[start]

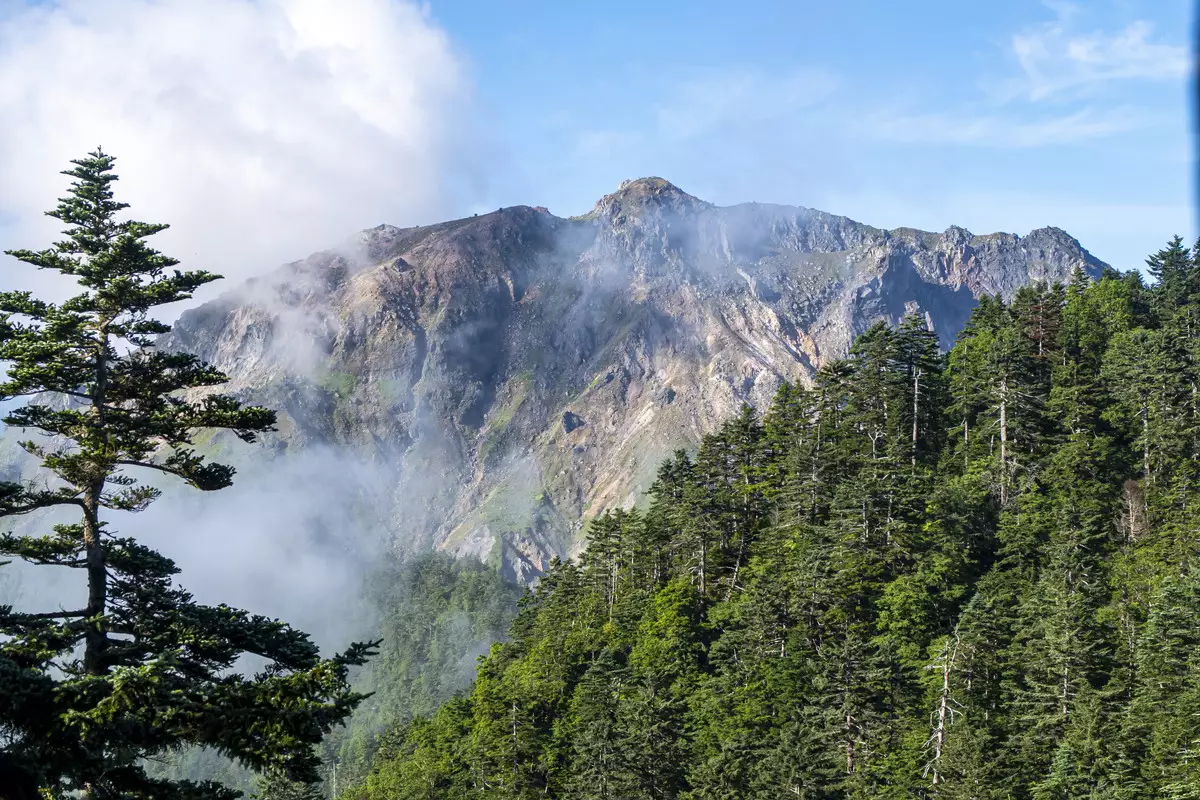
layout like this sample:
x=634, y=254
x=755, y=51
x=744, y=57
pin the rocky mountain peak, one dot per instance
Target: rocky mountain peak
x=642, y=196
x=511, y=374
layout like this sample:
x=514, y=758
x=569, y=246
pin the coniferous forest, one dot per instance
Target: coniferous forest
x=965, y=575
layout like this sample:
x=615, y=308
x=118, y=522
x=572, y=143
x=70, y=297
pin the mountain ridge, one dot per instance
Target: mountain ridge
x=514, y=373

[end]

EXERCISE INSTRUCTIONS:
Reproduce all the rows above with each "dot" swapped for "point" and everything else left unchanged. Omit the pictures.

SOLUTION TO THIS EXERCISE:
layout like this sample:
x=634, y=254
x=755, y=51
x=744, y=57
pin the rocky mountain peak, one point per instance
Target: rocky mountain peak
x=642, y=196
x=511, y=374
layout like this sample:
x=514, y=758
x=569, y=246
pin the coniferous forest, one point per instance
Target: coniferous forest
x=965, y=575
layout like this sample:
x=615, y=308
x=118, y=522
x=572, y=143
x=70, y=297
pin the mountain ridge, one point per instance
Target: mountain ridge
x=514, y=373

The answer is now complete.